• _STUDY MATERIAL_
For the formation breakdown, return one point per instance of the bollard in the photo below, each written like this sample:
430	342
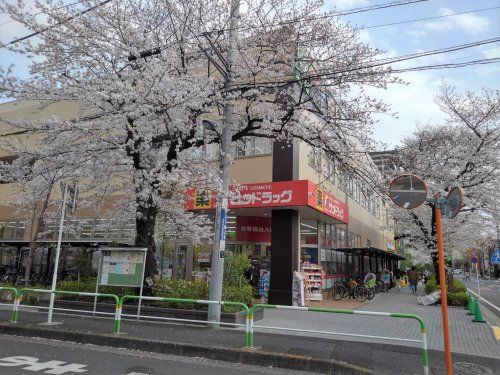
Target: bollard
469	302
478	317
472	306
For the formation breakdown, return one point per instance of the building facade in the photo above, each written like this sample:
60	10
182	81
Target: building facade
292	205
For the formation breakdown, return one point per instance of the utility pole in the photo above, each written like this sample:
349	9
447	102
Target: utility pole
216	278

• _WHAT IS BEING ASKED_
The total wanted is the number of lines in the entries above that contain "like". Give it alone.

• _WRITTEN ANSWER_
3